_DATA TO EXAMINE_.
'''
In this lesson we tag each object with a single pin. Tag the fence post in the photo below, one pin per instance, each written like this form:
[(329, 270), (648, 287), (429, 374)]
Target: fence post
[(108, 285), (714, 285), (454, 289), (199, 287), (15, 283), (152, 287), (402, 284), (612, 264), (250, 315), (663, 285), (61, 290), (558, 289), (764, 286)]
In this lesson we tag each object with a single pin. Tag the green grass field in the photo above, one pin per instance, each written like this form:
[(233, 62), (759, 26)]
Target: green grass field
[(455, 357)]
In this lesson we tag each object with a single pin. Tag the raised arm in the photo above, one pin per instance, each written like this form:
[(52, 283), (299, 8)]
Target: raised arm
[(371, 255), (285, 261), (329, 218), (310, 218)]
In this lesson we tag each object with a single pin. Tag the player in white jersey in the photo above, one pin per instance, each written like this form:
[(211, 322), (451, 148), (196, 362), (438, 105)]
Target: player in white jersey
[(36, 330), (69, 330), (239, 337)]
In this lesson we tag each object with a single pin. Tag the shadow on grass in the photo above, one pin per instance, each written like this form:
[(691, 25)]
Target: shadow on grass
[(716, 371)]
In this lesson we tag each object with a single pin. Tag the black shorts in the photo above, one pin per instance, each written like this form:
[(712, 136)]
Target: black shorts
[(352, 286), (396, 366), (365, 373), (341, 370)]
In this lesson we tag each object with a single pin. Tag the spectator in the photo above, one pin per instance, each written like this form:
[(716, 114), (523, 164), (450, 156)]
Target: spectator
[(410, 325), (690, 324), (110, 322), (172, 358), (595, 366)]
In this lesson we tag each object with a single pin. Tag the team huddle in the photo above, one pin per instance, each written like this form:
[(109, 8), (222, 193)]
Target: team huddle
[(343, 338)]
'''
'''
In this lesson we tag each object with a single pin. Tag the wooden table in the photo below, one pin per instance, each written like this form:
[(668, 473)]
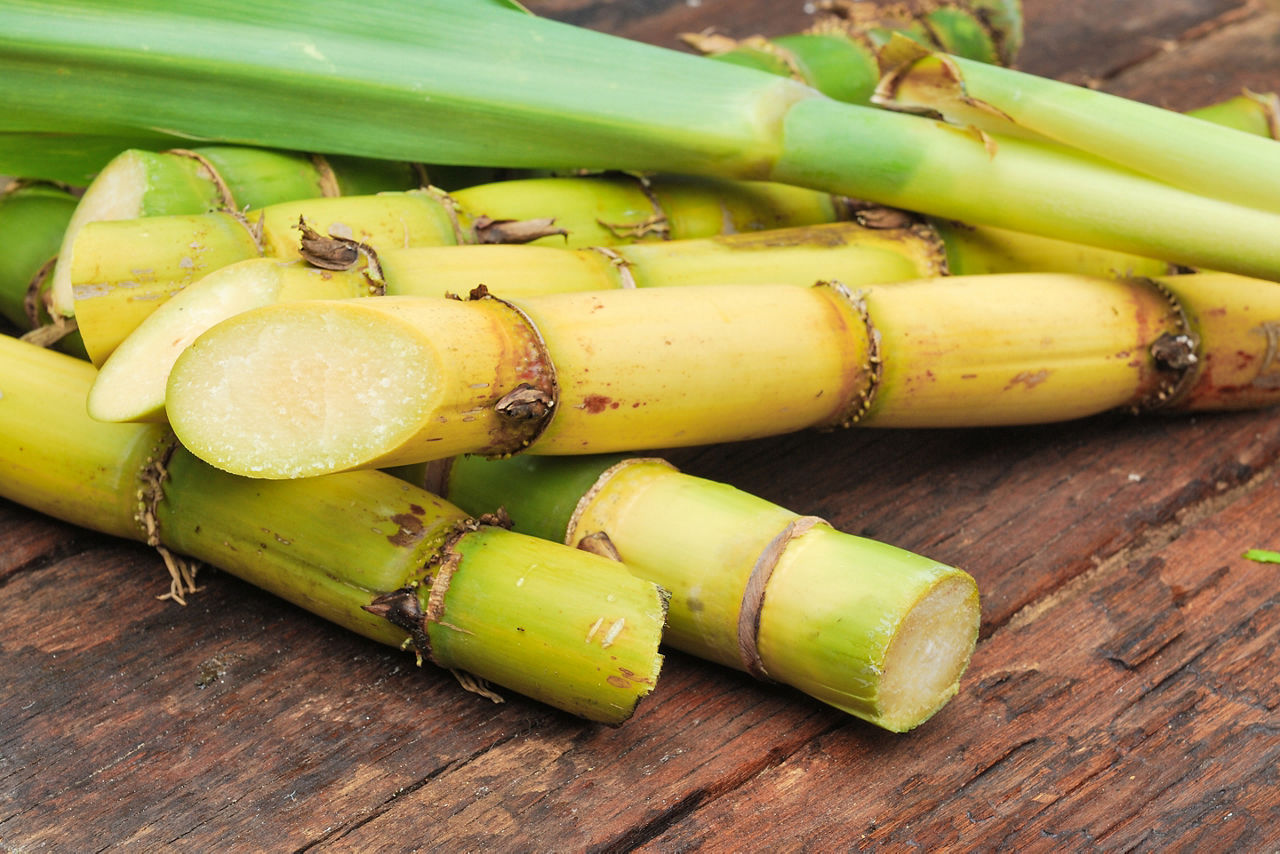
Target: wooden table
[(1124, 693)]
'''
_TASK REQUIREMENTS_. Each line that contains the string "below" should be copied from the data above.

_ANSWER SPACE_.
In this lesson we tag each object with a single pin. Tag the fence post in the photo below, one pin per instance, each written like this form:
In this lesson we tag each object with a single pin. Tag the wooden table in the photo below, one pin per instance, each written like this form:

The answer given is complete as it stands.